■ TEXT PASSAGE ■
If we could know the last time we were picked up, or rode in a pedal car, or fit in the shopping cart seat, that it was our last, would we have enjoyed it more? Would we have whined less? Would we have grieved the loss?
Probably not. Children don’t perceive the elapsing of time. A baby lives in a constant state of “now,” his only concern if he is hungry, wet, or sleepy. Eventually, he will understand time by experiencing it — what is a minute, an hour, a year?
Maybe this is what allows children to move forward at the speed of light. If they knew all the wonderful things they leave behind — naps, strollers, wagons, wearing pajamas in the middle of the day and yes, being lifted high above someone’s head — maybe they would want to stay children forever. Maybe the lack of grief is what allows them to grow.
. . . And maybe our grief of the past is a gift we are given that allows us to relish the present. It permits us to cuddle their round little bodies one more minute, or stop and watch them as they nap, or slip into their world of imagination, or pick them up just once more before they are too heavy and we too weak . . .
In the book of my life, each decade has a chapter.
Table of Contents
The Child
The Teen
The Young Adult
The Mother
The Self
Ah yes! I loved the chapter about the SELF! That is the chapter when you finally make sense of all the chapters that came before. And after that I had so much insight and confidence and lust for life, I couldn’t help but think . . .
“Oh. My. God. The 40s were so awesome. I cannot wait to see what the 50s bring!”
And I eagerly turned the page without looking back.

■ TRY IT ■
Copy the part of the passage on childhood and time between "Maybe this is" and "has a chapter.", inclusive. The records that come next were taken from a separate source.

(Stored items)
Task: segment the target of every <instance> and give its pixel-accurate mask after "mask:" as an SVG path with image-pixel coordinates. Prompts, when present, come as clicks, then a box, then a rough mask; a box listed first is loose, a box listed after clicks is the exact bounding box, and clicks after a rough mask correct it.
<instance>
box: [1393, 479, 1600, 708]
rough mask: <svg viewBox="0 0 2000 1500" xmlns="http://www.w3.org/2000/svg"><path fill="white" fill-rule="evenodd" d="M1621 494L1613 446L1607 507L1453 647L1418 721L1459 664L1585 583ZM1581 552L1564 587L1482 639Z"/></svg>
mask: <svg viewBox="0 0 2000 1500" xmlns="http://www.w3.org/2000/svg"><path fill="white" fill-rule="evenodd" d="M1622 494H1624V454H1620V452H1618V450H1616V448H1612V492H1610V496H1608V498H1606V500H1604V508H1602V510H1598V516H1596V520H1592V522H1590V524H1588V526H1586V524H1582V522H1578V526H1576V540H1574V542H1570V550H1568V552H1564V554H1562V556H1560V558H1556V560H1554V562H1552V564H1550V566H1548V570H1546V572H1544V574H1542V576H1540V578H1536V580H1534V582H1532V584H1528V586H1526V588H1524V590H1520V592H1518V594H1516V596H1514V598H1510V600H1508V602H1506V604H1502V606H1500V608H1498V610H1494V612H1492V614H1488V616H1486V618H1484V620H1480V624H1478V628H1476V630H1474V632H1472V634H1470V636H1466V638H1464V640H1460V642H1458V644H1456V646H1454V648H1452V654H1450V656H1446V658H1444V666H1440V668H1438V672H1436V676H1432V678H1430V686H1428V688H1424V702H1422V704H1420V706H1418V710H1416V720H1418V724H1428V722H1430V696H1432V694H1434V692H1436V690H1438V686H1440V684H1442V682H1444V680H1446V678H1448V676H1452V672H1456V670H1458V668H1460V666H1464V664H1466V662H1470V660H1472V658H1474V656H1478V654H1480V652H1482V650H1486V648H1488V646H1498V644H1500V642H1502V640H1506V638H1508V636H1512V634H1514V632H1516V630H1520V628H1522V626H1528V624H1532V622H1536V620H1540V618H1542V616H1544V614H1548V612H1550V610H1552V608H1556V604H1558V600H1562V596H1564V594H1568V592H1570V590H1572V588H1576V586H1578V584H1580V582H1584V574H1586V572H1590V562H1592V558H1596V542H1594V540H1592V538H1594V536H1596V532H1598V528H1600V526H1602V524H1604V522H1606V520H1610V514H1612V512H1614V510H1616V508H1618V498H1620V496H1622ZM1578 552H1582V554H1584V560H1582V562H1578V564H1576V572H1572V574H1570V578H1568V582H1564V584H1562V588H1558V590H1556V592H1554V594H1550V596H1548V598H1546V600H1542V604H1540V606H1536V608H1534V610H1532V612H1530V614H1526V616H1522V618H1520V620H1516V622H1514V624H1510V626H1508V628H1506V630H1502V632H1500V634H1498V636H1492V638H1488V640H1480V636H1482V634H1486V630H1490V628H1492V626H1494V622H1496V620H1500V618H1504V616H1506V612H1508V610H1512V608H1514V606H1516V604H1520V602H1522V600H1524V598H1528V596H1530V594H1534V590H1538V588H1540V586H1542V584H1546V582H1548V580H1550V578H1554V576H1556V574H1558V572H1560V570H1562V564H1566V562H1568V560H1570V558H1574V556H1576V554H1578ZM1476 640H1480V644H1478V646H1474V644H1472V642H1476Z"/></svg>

■ TASK ANSWER ■
Maybe this is what allows children to move forward at the speed of light. If they knew all the wonderful things they leave behind — naps, strollers, wagons, wearing pajamas in the middle of the day and yes, being lifted high above someone’s head — maybe they would want to stay children forever. Maybe the lack of grief is what allows them to grow.
. . . And maybe our grief of the past is a gift we are given that allows us to relish the present. It permits us to cuddle their round little bodies one more minute, or stop and watch them as they nap, or slip into their world of imagination, or pick them up just once more before they are too heavy and we too weak . . .
In the book of my life, each decade has a chapter.